Short problem a:
Please reproduce the records word for word, everything from the line containing "Place a marker on every instance of the diamond" down to the end of the records.

Problem description:
Mathematica use
"\:nnnn"
as the syntax for unicode input. E.g.,
if we enter
"\:6c34"
, we get "水"
("water" in Chinese).
But what if one wants to enter "\:1f618"
(face throwing a kiss).
When I tried this, I got "ὡ8"
, not "a face throwing a kiss"
.
So, Mathematica evaluates "\:1f61"
before I entered "8"
.
Question: How can we delay this evaluation or how can we enter any unicode input in general (as for hexadecimal with more than 4 characters)?
Software and hardware platform: I am running Mathematica 8 on an Intel Mac. I tried both the command line version of Mathematica and Mathematica notebook, they behave the same.
Thank you.
Reflections: Unicode is an extensible standard and it can grow (and it does grow:)). Software systems that implement this standard may only implement a subset of this standard in order to be valid and useful (8-bit, 16-bit or 32-bit encoding). One, as the user of a certain software package, should not make the assumption that once the software says it support unicode, it support the universal set of unicode.
Short answer: You can't do this because Mathematica doesn't support these characters properly. See at the end of the post for some workarounds.
Just to clear up some things:
There's no need for a 32-bit encoding to handle more than ~65000 Unicode characters. The most common encodings used for Unicode, UTF-8 and UTF-16, are multibyte encodings, meaning that a variable number of bytes are used to represent characters. UTF-16 can use either 2 or 4 bytes to represent a character. The Mathematica kernel will interpret every 2-byte sequence as a single character in a string, resulting in some invalid characters on occasion (when encountering a 4-byte sequence). This may be considered a bug. The front end is quite moody about how it handles 4-byte sequences, which is definitely a bug.

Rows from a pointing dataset
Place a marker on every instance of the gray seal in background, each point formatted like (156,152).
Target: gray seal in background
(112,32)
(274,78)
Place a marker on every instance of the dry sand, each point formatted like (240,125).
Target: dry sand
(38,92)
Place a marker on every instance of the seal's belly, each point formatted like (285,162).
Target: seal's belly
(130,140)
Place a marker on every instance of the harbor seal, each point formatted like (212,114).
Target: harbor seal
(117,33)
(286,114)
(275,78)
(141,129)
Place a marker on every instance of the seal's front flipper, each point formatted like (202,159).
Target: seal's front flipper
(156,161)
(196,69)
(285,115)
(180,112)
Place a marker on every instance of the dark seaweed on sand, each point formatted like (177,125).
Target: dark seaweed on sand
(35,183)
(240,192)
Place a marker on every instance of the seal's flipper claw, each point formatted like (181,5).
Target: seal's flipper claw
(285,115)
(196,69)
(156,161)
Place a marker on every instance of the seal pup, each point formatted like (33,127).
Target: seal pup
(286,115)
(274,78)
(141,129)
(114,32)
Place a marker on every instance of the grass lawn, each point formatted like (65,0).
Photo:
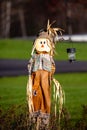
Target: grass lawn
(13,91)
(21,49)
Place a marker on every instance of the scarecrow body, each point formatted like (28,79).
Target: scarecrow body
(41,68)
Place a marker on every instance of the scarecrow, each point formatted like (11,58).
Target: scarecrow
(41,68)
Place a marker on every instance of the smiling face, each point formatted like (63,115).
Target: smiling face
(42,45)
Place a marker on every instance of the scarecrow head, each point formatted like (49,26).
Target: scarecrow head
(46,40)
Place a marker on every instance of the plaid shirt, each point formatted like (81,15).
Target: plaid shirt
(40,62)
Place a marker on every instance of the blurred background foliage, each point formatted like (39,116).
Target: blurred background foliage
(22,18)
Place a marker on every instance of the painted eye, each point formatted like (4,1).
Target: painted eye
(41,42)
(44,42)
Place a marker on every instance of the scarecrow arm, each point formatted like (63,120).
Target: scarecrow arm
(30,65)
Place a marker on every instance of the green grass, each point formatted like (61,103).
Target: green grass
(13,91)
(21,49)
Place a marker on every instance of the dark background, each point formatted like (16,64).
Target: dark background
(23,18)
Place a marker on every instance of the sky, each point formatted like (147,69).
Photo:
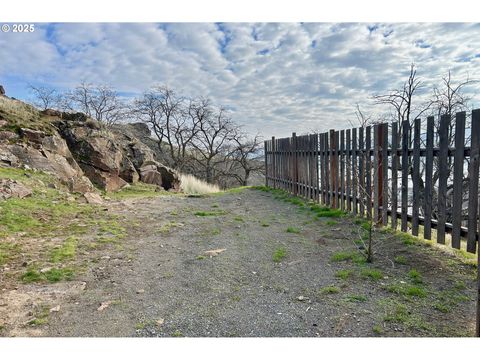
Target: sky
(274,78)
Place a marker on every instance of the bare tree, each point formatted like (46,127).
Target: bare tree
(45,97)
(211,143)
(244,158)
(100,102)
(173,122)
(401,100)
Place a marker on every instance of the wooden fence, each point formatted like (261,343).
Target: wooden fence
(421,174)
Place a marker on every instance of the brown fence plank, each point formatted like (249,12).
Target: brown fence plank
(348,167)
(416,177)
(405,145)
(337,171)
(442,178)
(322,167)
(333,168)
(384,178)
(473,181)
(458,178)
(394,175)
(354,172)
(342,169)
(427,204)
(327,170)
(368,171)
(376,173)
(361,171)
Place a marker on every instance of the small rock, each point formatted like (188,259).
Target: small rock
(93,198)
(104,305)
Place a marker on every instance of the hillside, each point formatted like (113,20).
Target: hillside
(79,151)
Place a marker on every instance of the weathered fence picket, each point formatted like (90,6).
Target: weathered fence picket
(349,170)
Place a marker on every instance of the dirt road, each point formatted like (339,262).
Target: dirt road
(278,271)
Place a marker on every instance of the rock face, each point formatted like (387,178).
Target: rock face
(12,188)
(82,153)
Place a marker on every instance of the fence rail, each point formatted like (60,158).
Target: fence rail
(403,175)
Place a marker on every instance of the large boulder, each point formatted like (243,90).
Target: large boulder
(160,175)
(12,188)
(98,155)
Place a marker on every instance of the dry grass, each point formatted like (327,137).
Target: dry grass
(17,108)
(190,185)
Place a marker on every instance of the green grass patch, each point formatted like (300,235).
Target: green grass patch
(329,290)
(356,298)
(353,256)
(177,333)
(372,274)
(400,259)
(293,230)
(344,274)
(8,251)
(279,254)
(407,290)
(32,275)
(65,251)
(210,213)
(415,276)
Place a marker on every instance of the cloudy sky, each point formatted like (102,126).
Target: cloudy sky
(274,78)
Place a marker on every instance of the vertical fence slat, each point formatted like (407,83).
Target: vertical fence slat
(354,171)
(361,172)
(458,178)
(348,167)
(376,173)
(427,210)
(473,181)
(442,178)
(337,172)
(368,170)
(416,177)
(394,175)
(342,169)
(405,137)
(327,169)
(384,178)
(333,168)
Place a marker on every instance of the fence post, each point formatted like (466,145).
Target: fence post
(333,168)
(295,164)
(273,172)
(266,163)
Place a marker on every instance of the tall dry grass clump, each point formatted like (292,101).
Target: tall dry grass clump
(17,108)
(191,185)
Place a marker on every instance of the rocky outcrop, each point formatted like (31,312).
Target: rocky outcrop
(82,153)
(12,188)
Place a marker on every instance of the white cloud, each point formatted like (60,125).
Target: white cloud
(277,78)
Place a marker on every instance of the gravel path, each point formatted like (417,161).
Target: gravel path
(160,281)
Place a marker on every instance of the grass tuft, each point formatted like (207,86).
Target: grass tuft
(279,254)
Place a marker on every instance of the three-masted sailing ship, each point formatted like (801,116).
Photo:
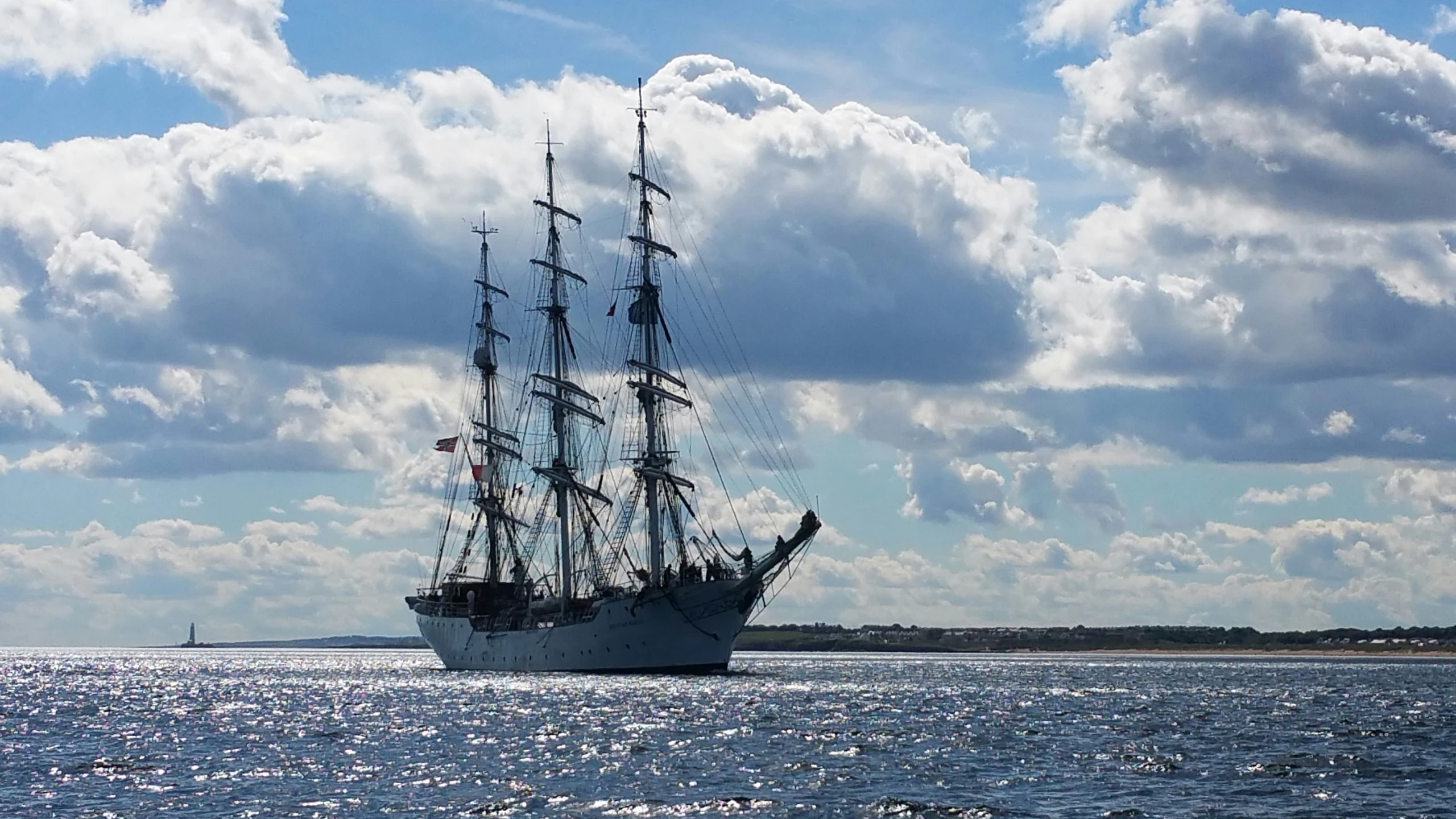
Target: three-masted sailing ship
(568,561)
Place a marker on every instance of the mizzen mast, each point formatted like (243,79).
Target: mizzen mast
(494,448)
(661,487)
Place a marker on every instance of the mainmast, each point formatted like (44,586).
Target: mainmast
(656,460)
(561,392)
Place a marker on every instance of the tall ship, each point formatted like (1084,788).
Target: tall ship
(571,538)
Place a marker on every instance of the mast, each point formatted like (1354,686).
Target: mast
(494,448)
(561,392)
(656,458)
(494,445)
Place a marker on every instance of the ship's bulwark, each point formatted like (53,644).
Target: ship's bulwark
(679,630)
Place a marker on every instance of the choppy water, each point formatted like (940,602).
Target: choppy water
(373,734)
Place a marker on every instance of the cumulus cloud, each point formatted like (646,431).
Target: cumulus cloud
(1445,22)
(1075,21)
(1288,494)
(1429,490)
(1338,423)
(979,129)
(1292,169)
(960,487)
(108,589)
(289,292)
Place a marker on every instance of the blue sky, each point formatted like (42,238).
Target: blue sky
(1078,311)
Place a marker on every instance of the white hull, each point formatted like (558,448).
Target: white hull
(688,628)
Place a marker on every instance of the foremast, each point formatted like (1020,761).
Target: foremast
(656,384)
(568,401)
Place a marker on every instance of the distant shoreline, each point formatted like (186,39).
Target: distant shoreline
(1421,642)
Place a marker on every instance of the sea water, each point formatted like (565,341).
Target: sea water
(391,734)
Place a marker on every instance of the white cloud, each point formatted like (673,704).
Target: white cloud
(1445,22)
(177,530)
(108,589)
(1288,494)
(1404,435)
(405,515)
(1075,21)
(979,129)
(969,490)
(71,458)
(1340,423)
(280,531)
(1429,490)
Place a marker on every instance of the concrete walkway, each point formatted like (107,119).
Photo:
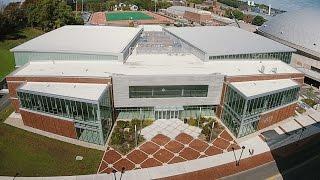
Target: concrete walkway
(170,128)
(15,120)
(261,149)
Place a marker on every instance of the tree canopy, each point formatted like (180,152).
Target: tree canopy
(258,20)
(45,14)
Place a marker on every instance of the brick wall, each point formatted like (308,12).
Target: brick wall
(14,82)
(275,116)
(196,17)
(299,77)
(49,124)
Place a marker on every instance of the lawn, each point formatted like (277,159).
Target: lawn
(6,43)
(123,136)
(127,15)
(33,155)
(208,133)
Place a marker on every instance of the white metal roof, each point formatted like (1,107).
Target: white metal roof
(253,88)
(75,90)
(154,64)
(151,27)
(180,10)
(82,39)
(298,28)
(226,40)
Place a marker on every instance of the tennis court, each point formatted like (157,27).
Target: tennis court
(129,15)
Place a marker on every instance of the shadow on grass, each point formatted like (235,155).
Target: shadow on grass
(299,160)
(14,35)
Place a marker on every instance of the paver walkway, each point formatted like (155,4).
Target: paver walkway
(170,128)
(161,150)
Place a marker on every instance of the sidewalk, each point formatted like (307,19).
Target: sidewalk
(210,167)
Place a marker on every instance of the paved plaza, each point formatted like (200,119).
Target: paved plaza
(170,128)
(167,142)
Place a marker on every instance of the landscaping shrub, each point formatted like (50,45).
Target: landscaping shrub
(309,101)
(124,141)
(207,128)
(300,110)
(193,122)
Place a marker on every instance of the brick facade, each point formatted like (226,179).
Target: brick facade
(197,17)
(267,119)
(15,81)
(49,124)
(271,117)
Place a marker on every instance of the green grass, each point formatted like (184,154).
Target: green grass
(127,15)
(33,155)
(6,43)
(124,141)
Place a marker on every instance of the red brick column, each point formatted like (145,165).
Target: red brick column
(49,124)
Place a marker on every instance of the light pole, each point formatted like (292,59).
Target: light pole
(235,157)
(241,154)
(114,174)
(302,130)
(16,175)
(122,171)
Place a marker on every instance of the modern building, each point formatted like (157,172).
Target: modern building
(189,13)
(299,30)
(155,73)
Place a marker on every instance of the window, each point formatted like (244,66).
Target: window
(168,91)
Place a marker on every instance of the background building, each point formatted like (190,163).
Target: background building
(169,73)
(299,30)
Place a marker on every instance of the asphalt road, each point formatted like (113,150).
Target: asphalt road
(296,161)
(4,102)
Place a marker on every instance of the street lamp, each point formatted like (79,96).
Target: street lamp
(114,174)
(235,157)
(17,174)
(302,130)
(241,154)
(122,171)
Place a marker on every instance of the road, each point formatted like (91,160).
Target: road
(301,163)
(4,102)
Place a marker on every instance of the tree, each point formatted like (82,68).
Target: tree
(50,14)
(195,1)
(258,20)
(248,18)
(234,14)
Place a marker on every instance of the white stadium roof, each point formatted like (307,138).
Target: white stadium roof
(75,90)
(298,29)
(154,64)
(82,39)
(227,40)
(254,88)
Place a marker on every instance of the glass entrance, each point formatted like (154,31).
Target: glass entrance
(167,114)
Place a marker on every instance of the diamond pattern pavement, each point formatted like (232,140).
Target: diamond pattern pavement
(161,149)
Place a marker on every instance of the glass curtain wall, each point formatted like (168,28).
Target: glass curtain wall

Short problem b:
In the forum thread on Unicode input in Mathematica, how many bytes can UTF-16 use to represent a character?

Task solution a:
Place a marker on every instance of the diamond pattern pavement, each point formatted like (232,140).
Target: diamond pattern pavement
(161,149)
Place a marker on every instance of the glass curtain wall, each point formatted like (168,28).
Target: glass curtain wall

Task solution b:
Either 2 or 4 bytes.